Text block
•••••
Facts About Plague
What is plague?
- Plague is a bacterial infection of rats, ground squirrels, prairie dogs and other rodents on every continent except Australia and Antarctica.
- There are two kinds of plague infection, bubonic (boo-bahn-ick) and pneumonic (new-mahn-ick).
How is plague spread?
- Bubonic plague is spread through bites from plague-infected fleas or insects.
- Typically, human populations become infected after a large number of rats have died from plague, which forces the movement of the flea population from its natural rat reservoir to humans.
- Bubonic plague is NOT transmitted from person to person.
- Pneumonic plague is classified as primary or secondary.
- Primary pneumonic plague is spread through having close contact with a person or animal infected with pneumonic plague.
- Typically, it is spread from person to person or animal to person, primarily from the mouth and throat droplets or aerosols from the infected person.
- Pneumonic plague IS transmitted from person to person.
- Secondary pneumonic plague occurs when the bacteria spread to the lungs through the blood in a person with bubonic plague.
•••••
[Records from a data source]
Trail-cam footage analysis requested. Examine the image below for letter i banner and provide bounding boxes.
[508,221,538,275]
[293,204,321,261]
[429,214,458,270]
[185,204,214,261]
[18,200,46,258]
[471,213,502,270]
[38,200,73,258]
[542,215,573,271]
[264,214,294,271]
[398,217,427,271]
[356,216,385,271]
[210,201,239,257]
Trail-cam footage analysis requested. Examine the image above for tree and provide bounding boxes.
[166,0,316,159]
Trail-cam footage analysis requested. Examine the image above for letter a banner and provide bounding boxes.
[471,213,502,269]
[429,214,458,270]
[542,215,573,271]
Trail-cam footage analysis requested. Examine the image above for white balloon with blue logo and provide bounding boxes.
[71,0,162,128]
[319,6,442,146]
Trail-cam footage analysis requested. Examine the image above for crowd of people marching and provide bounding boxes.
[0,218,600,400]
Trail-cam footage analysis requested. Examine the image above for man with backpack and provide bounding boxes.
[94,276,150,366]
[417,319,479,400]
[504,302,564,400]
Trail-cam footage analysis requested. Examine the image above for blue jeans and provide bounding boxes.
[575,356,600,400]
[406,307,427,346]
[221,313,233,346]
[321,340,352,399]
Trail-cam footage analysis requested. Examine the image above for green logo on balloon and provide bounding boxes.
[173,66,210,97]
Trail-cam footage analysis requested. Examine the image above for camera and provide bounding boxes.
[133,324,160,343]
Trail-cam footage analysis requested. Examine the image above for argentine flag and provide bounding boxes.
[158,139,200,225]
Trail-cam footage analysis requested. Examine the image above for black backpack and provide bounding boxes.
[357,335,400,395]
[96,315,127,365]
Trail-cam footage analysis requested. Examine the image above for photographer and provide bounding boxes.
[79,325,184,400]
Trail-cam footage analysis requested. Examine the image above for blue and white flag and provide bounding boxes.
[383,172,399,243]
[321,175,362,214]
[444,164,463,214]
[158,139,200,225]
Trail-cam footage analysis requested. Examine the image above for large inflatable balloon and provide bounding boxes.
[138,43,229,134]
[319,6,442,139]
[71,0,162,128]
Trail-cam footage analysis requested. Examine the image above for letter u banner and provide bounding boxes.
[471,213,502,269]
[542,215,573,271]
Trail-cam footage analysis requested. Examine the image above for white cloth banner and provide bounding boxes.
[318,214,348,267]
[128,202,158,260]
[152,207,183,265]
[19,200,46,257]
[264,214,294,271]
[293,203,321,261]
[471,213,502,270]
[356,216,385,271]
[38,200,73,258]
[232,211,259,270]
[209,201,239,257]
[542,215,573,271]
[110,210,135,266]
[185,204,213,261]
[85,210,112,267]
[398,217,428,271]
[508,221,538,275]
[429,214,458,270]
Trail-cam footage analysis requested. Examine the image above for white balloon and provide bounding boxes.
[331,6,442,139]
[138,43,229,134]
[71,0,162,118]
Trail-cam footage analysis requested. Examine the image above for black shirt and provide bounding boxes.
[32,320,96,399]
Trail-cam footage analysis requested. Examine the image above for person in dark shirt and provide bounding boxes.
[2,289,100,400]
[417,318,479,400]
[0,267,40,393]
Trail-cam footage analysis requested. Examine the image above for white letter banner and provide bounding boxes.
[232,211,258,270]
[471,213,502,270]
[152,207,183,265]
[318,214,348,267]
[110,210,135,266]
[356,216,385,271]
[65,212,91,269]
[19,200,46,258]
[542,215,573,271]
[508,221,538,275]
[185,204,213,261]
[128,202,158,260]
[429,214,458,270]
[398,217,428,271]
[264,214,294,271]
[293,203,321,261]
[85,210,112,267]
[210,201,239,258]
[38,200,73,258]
•••••
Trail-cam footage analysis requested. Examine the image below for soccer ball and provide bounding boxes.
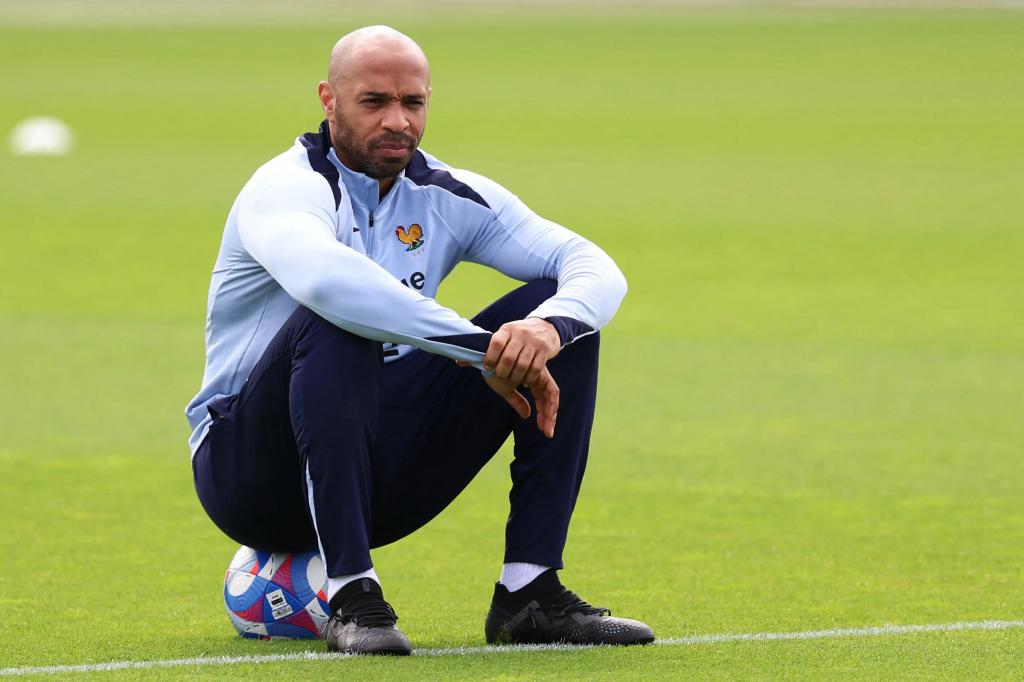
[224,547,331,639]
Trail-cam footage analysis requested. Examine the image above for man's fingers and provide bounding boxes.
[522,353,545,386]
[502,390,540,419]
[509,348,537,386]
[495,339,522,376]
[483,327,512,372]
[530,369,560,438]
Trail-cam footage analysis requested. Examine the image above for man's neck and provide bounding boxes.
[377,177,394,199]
•••••
Problems to work on
1/ According to the plague fact sheet, which two continents are excluded from where plague infects rodents?
2/ Copy word for word the part of the plague fact sheet starting with "- There are" and going on through "primary or secondary.".

Results of the exercise
1/ Australia and Antarctica.

2/
- There are two kinds of plague infection, bubonic (boo-bahn-ick) and pneumonic (new-mahn-ick).
How is plague spread?
- Bubonic plague is spread through bites from plague-infected fleas or insects.
- Typically, human populations become infected after a large number of rats have died from plague, which forces the movement of the flea population from its natural rat reservoir to humans.
- Bubonic plague is NOT transmitted from person to person.
- Pneumonic plague is classified as primary or secondary.